Format the lines below as a numbered list, omitting blank lines and leaving out the pictures.

### Extracted data
%%

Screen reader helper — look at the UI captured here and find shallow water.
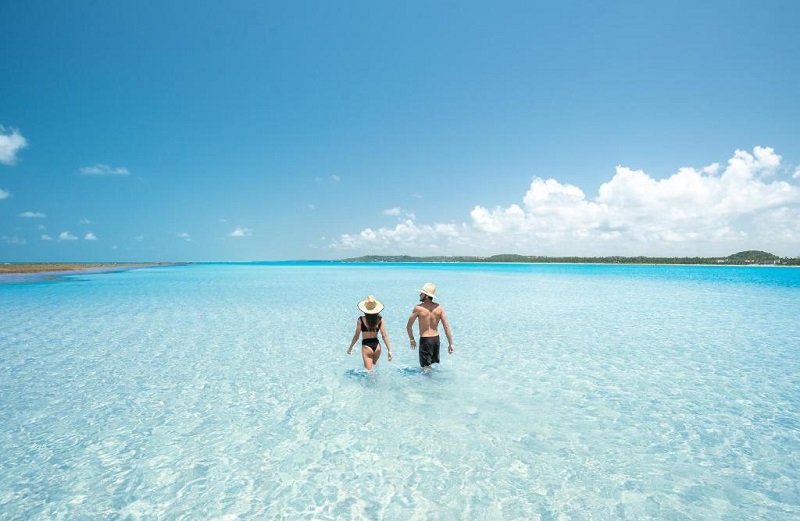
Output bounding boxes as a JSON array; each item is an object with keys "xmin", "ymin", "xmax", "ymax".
[{"xmin": 0, "ymin": 263, "xmax": 800, "ymax": 520}]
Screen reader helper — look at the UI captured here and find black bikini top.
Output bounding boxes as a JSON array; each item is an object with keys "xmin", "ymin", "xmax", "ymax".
[{"xmin": 358, "ymin": 317, "xmax": 383, "ymax": 332}]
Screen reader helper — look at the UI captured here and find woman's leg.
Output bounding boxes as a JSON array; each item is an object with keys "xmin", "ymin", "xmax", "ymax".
[{"xmin": 361, "ymin": 345, "xmax": 375, "ymax": 371}]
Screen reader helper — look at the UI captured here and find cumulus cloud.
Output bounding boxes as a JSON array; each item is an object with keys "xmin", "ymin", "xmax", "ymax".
[
  {"xmin": 228, "ymin": 226, "xmax": 251, "ymax": 237},
  {"xmin": 332, "ymin": 147, "xmax": 800, "ymax": 256},
  {"xmin": 0, "ymin": 125, "xmax": 28, "ymax": 165},
  {"xmin": 0, "ymin": 235, "xmax": 27, "ymax": 246},
  {"xmin": 81, "ymin": 163, "xmax": 130, "ymax": 176}
]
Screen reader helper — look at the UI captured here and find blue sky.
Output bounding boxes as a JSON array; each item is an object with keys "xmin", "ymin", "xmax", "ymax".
[{"xmin": 0, "ymin": 0, "xmax": 800, "ymax": 262}]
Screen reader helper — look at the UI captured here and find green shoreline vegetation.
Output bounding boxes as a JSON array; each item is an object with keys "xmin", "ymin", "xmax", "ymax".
[{"xmin": 342, "ymin": 250, "xmax": 800, "ymax": 266}]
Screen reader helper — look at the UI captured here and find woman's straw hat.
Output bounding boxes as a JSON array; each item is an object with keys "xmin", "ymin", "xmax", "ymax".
[
  {"xmin": 419, "ymin": 282, "xmax": 436, "ymax": 298},
  {"xmin": 358, "ymin": 295, "xmax": 383, "ymax": 315}
]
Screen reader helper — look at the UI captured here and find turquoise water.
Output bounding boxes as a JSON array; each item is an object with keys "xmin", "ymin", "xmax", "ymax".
[{"xmin": 0, "ymin": 263, "xmax": 800, "ymax": 521}]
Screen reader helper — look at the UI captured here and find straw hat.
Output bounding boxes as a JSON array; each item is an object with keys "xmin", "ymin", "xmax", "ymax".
[
  {"xmin": 358, "ymin": 295, "xmax": 383, "ymax": 315},
  {"xmin": 419, "ymin": 282, "xmax": 436, "ymax": 298}
]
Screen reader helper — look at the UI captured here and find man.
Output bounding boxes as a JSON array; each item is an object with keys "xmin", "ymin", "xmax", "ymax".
[{"xmin": 406, "ymin": 282, "xmax": 453, "ymax": 373}]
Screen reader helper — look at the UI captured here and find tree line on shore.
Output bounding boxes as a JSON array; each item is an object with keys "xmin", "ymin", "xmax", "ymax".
[{"xmin": 343, "ymin": 250, "xmax": 800, "ymax": 266}]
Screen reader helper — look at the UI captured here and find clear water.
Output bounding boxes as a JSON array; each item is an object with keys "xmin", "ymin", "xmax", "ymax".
[{"xmin": 0, "ymin": 263, "xmax": 800, "ymax": 521}]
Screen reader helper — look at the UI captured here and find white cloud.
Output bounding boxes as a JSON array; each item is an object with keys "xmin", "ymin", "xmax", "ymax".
[
  {"xmin": 81, "ymin": 163, "xmax": 130, "ymax": 176},
  {"xmin": 0, "ymin": 235, "xmax": 27, "ymax": 246},
  {"xmin": 229, "ymin": 226, "xmax": 251, "ymax": 237},
  {"xmin": 332, "ymin": 147, "xmax": 800, "ymax": 256},
  {"xmin": 0, "ymin": 125, "xmax": 28, "ymax": 165}
]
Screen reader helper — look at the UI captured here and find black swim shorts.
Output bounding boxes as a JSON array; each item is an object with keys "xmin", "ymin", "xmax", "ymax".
[{"xmin": 419, "ymin": 335, "xmax": 439, "ymax": 367}]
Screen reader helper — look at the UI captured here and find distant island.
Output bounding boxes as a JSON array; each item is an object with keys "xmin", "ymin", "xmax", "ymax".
[{"xmin": 342, "ymin": 250, "xmax": 800, "ymax": 266}]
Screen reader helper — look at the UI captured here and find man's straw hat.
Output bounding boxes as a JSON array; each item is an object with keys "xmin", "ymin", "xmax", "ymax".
[
  {"xmin": 419, "ymin": 282, "xmax": 436, "ymax": 298},
  {"xmin": 358, "ymin": 295, "xmax": 383, "ymax": 315}
]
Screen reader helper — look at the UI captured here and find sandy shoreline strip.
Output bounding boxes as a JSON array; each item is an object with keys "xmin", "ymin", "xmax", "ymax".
[{"xmin": 0, "ymin": 262, "xmax": 175, "ymax": 274}]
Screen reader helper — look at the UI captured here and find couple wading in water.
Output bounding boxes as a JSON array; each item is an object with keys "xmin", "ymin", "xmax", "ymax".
[{"xmin": 347, "ymin": 282, "xmax": 453, "ymax": 372}]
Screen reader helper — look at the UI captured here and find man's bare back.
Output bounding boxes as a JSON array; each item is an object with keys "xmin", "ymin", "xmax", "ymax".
[
  {"xmin": 411, "ymin": 302, "xmax": 444, "ymax": 336},
  {"xmin": 406, "ymin": 282, "xmax": 453, "ymax": 369}
]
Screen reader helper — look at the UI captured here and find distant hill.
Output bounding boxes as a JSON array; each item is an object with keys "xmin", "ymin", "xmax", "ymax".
[{"xmin": 342, "ymin": 250, "xmax": 800, "ymax": 266}]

%%

### Result for this task
1. Screen reader helper — look at the UI captured here and find shallow water.
2. Output bounding boxes as a JSON array; each item is an object with keys "xmin", "ymin", "xmax", "ymax".
3. [{"xmin": 0, "ymin": 263, "xmax": 800, "ymax": 520}]
4. Screen reader helper — look at the UI captured here and find black bikini top.
5. Output bounding boxes as a JSON array; each item is an object with keys "xmin", "ymin", "xmax", "ymax".
6. [{"xmin": 358, "ymin": 317, "xmax": 383, "ymax": 332}]
7. Screen reader helper — look at the UI captured here and find woman's leg.
8. Output bounding boxes as a JSON array; each item is an object with keys "xmin", "ymin", "xmax", "ymax".
9. [{"xmin": 361, "ymin": 345, "xmax": 375, "ymax": 371}]
10. Screen reader helper — look at the UI captured here and find cumulus cloud.
11. Output bounding boxes as a JSON array; each item is an object with keys "xmin", "ymin", "xmax", "ymax".
12. [
13.   {"xmin": 228, "ymin": 226, "xmax": 251, "ymax": 237},
14.   {"xmin": 332, "ymin": 147, "xmax": 800, "ymax": 256},
15.   {"xmin": 0, "ymin": 125, "xmax": 28, "ymax": 165},
16.   {"xmin": 0, "ymin": 235, "xmax": 27, "ymax": 246},
17.   {"xmin": 81, "ymin": 163, "xmax": 130, "ymax": 176}
18. ]
19. Screen reader helper — look at the UI captured here and find blue sky.
20. Output bounding boxes as a JSON array; each item is an object with keys "xmin", "ymin", "xmax", "ymax".
21. [{"xmin": 0, "ymin": 0, "xmax": 800, "ymax": 262}]
22. Screen reader helper — look at the UI captured here and find green shoreline vegetation.
23. Output bounding boxes as a JSON array; each item is an object with keys "xmin", "ymin", "xmax", "ymax".
24. [{"xmin": 342, "ymin": 250, "xmax": 800, "ymax": 266}]
25. Screen reader helper — look at the UI captured here and find woman's straw hat.
26. Output bounding boxes as a JSON array; each item is an object with keys "xmin", "ymin", "xmax", "ymax".
27. [
28.   {"xmin": 419, "ymin": 282, "xmax": 436, "ymax": 298},
29.   {"xmin": 358, "ymin": 295, "xmax": 383, "ymax": 315}
30. ]
31. Screen reader helper — look at the UI captured here and find turquoise water.
32. Output bounding boxes as a JSON array; each item is an object with keys "xmin", "ymin", "xmax", "ymax".
33. [{"xmin": 0, "ymin": 263, "xmax": 800, "ymax": 521}]
34. Screen reader helper — look at the UI captured here and find straw hat.
35. Output bounding boxes as a JSON array; each item is an object with keys "xmin", "ymin", "xmax", "ymax".
36. [
37.   {"xmin": 358, "ymin": 295, "xmax": 383, "ymax": 315},
38.   {"xmin": 419, "ymin": 282, "xmax": 436, "ymax": 298}
39. ]
40. Screen reader helper — look at the UI captured here and find man.
41. Output bounding boxes as a JSON array; each item is an object with keys "xmin", "ymin", "xmax", "ymax".
42. [{"xmin": 406, "ymin": 282, "xmax": 453, "ymax": 373}]
43. Screen reader helper — look at the UI captured here and find tree line on shore.
44. Output bounding boxes as a JSON array; each item is an object with keys "xmin", "ymin", "xmax", "ymax".
45. [{"xmin": 343, "ymin": 250, "xmax": 800, "ymax": 266}]
46. Screen reader helper — look at the UI captured here and find clear water.
47. Output bounding boxes as a JSON array; each item is an object with keys "xmin", "ymin", "xmax", "ymax".
48. [{"xmin": 0, "ymin": 263, "xmax": 800, "ymax": 521}]
49. Screen reader helper — look at the UI captured here and find white cloud.
50. Output bounding boxes as a JSON array; each item is an object with keys "xmin", "ymin", "xmax", "ymax".
51. [
52.   {"xmin": 81, "ymin": 163, "xmax": 130, "ymax": 176},
53.   {"xmin": 0, "ymin": 235, "xmax": 27, "ymax": 246},
54.   {"xmin": 229, "ymin": 226, "xmax": 251, "ymax": 237},
55.   {"xmin": 332, "ymin": 147, "xmax": 800, "ymax": 256},
56.   {"xmin": 0, "ymin": 125, "xmax": 28, "ymax": 165}
57. ]
58. Screen reader helper — look at the UI captured here and find black swim shorts.
59. Output bounding boxes as a JSON array; each item is an object with keys "xmin", "ymin", "xmax", "ymax".
60. [{"xmin": 419, "ymin": 335, "xmax": 439, "ymax": 367}]
61. Screen reader helper — look at the UI captured here and find distant island.
62. Output bounding boxes as a JSON array; each item is an object with keys "xmin", "ymin", "xmax", "ymax".
63. [{"xmin": 342, "ymin": 250, "xmax": 800, "ymax": 266}]
64. Screen reader helper — look at the UI captured here and find man's straw hat.
65. Output bounding boxes as a JSON array; each item is an object with keys "xmin", "ymin", "xmax", "ymax".
66. [
67.   {"xmin": 419, "ymin": 282, "xmax": 436, "ymax": 298},
68.   {"xmin": 358, "ymin": 295, "xmax": 383, "ymax": 315}
69. ]
70. Screen reader helper — look at the UI captured here and find sandy shoreline strip.
71. Output bounding boxes as a JSON array; each item is an object with keys "xmin", "ymin", "xmax", "ymax".
72. [{"xmin": 0, "ymin": 262, "xmax": 175, "ymax": 274}]
73. Screen reader helper — look at the UI captured here and find couple wading in water.
74. Output bounding boxes as a JSON array; each item is an object with keys "xmin", "ymin", "xmax", "ymax".
75. [{"xmin": 347, "ymin": 282, "xmax": 453, "ymax": 372}]
76. Screen reader helper — look at the UI captured here and find man's bare back.
77. Output bounding boxes as a JSON array; each item is an object with keys "xmin", "ymin", "xmax", "ymax".
78. [
79.   {"xmin": 411, "ymin": 302, "xmax": 444, "ymax": 336},
80.   {"xmin": 406, "ymin": 282, "xmax": 453, "ymax": 369}
81. ]
82. Screen reader helper — look at the UI captured here and find distant hill.
83. Output bounding boxes as a JSON array; each item is an object with keys "xmin", "ymin", "xmax", "ymax".
84. [{"xmin": 342, "ymin": 250, "xmax": 800, "ymax": 266}]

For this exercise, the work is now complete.